#### Fragmento extraído:
☆ ☆ ☆

Me gusta la perspectiva que ofrece este pequeño galpón informal, rústico, aunque con detalles decorativos curiosos, entre hongos frescos, panales de miel, adminículos antiguos de cocina que relevan la despensa y el lugar y otros elementos como cerdos que aluden al apodo del cocinero y dueño. El mobiliario, sencillo y acogedor, de salita con sofás a la entrada y una única mesa compartida, hace también que el espacio sea parte de la experiencia.

 

La degustación se compone de siete tiempos; cinco salados y dos postres, y tiene un precio de 25 dólares (25.000 pesos chilenos) si lo reservas y pagas por la web, y de 30 si llegas al local. Un lujo en tiempos de precios muchas veces desproporcionados. El servicio es fácil, ágil y fabulosamente informal. Me gusta.

 

Empiezo con una churrasca, sabroso amasijo hecho con harina de trigo, agua, sal y manteca con el que se forman bollos, que se estiran hasta lograr un espesor de menos de un centímetro, y se asan sobre carbón o leña. Gras le suma levadura, que la hace esponjosa y —aunque agradable— deja de ser churrasca. La acompaña de una clásica elaboración de locos (Concholepas concholepas) en salsa verde, es decir, una mezcla de cilantro y cebolla a la que le sobra limón. Correcto, sin más.

☆ ☆ ☆

#### Tarea del ejercicio 1:
Responda, a partir del fragmento extraído, las siguientes preguntas:
(a) ¿Cuántos tiempos componen la degustación y cuántos de ellos son postres?
(b) ¿Con qué ingredientes se hace la churrasca?
(c) ¿Qué mesa hay en el local?

☆ ☆ ☆

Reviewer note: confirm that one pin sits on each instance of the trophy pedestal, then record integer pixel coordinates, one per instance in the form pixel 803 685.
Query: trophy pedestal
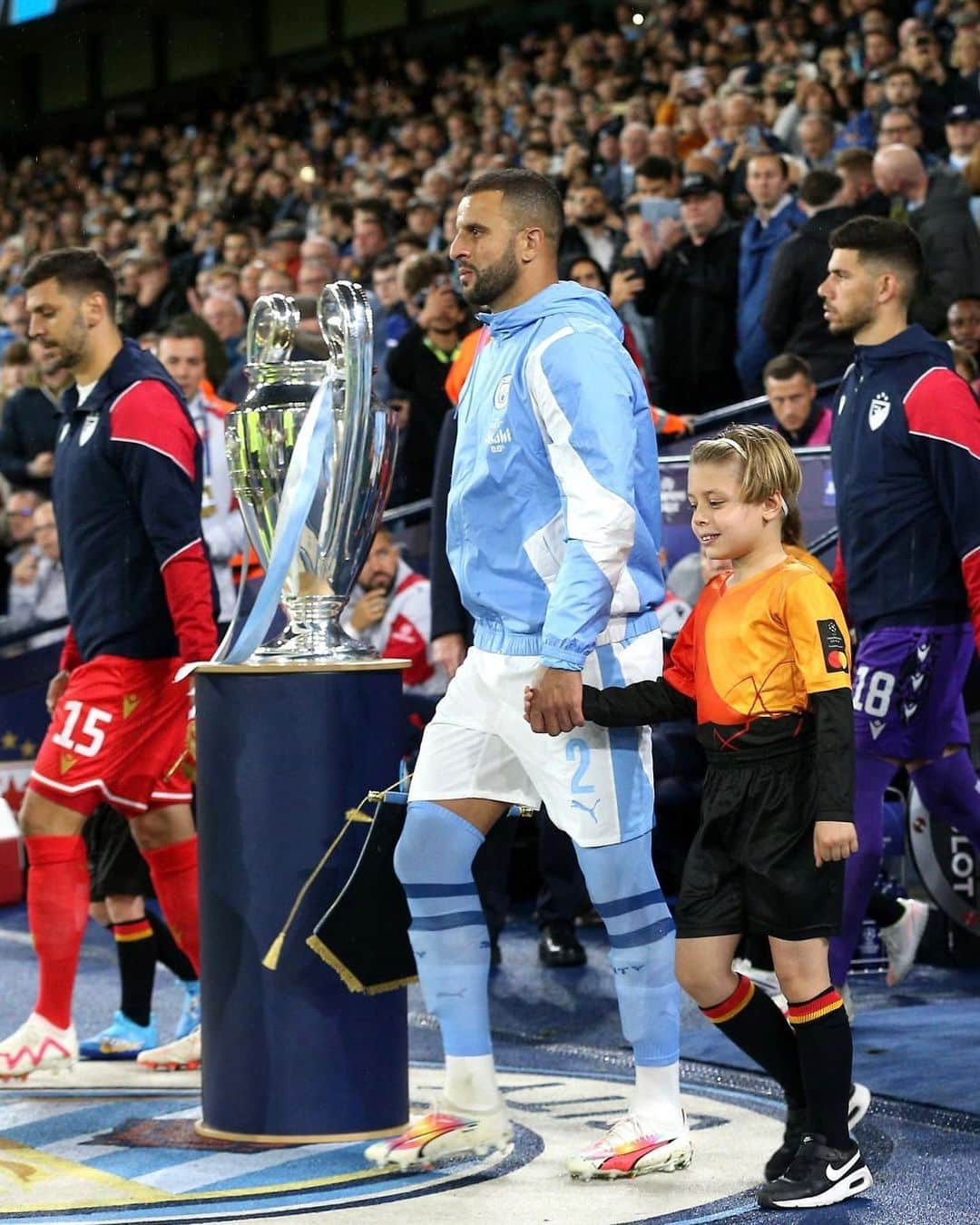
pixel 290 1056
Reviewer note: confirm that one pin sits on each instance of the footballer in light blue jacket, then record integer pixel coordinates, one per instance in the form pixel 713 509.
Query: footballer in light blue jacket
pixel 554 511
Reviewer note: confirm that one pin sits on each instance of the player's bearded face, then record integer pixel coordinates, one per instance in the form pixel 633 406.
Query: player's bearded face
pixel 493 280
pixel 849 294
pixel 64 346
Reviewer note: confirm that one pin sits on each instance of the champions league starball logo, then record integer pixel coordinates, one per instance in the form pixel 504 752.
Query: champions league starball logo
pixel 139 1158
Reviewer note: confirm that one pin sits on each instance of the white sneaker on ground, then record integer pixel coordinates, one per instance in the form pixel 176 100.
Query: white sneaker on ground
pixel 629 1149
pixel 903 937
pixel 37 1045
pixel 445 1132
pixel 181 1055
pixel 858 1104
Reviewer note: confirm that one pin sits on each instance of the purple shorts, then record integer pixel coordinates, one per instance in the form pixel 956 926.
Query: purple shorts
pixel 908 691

☆ ☆ ☆

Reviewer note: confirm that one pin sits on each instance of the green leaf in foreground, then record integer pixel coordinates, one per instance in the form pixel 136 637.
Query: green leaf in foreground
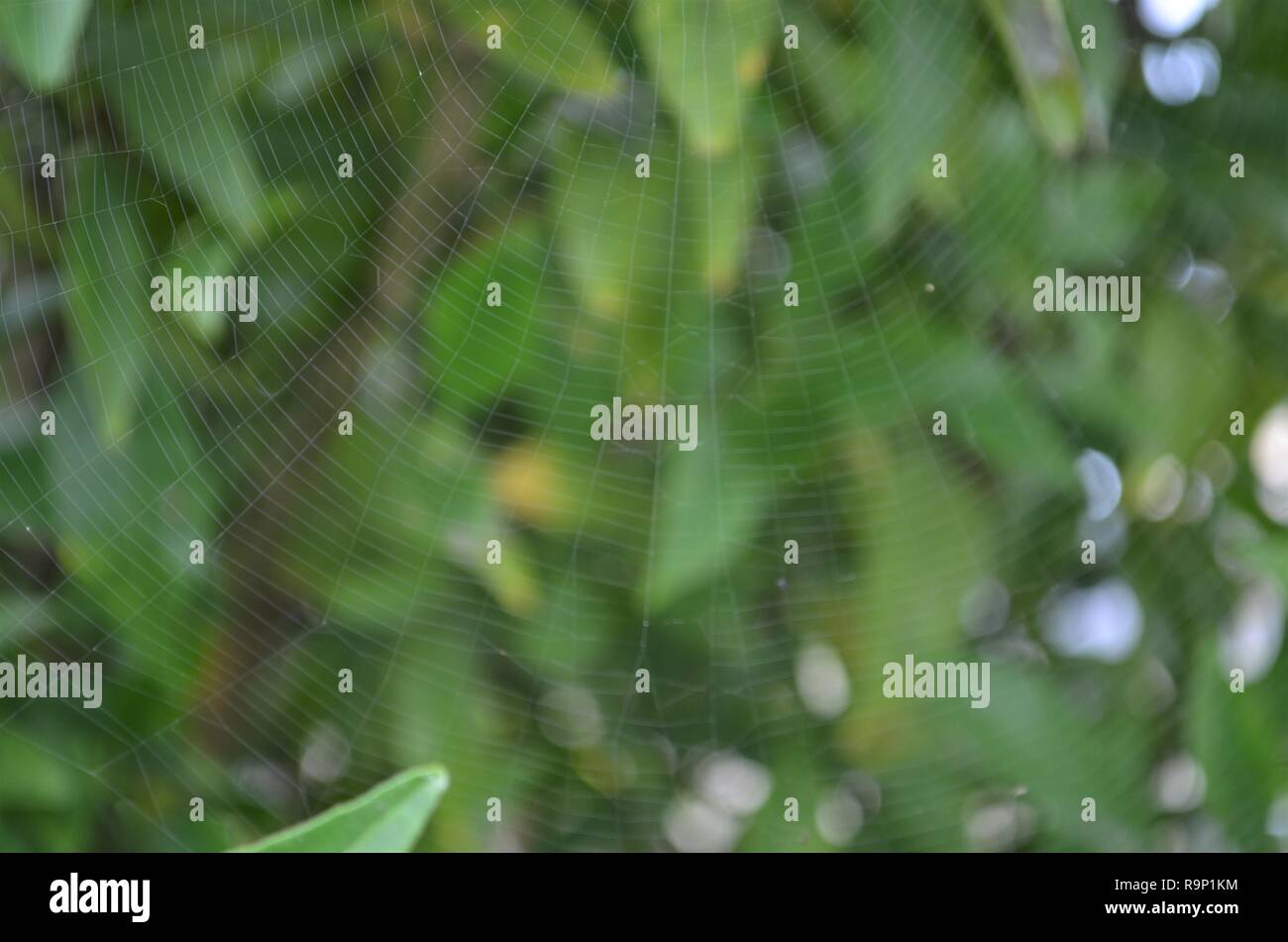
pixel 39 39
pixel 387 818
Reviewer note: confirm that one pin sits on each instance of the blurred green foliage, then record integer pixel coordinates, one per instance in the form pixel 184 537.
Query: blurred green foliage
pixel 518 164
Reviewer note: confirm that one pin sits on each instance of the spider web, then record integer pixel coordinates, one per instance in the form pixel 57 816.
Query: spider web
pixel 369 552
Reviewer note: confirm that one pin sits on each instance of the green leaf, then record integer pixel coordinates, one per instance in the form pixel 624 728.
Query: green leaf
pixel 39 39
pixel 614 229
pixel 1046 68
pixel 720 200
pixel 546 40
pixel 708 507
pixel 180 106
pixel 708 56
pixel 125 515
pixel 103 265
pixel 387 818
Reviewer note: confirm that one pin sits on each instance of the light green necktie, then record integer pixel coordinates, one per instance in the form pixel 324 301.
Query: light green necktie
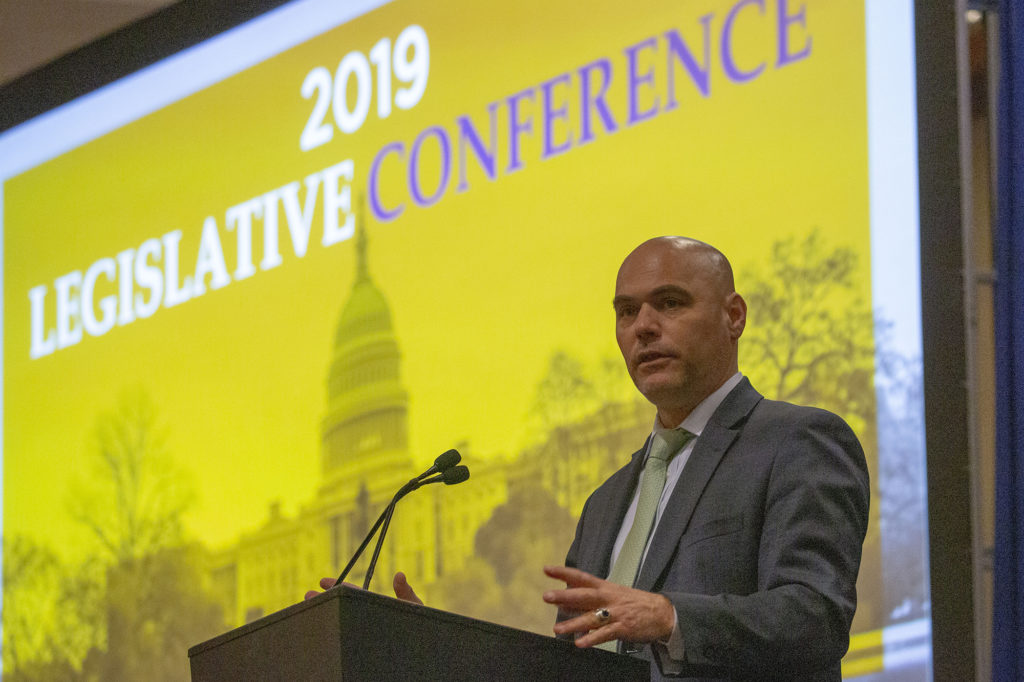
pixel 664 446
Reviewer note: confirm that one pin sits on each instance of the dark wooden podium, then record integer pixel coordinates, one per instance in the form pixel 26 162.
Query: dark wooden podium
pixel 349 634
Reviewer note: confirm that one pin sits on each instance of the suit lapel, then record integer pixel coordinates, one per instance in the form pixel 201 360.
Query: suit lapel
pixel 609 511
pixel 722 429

☆ ☆ ☆

#### Tarea del ejercicio 2:
Seleccione cada línea de los registros que contenga la palabra "foreground".

#### Respuesta completa 1:
(a) Siete tiempos, de los cuales dos son postres.
(b) Con harina de trigo, agua, sal y manteca.
(c) Una única mesa compartida.

#### Respuesta completa 2:
Reviewer note: confirm that one pin sits on each instance of the green leaf in foreground, then record integer pixel coordinates, one per instance in the form pixel 136 637.
Query: green leaf in foreground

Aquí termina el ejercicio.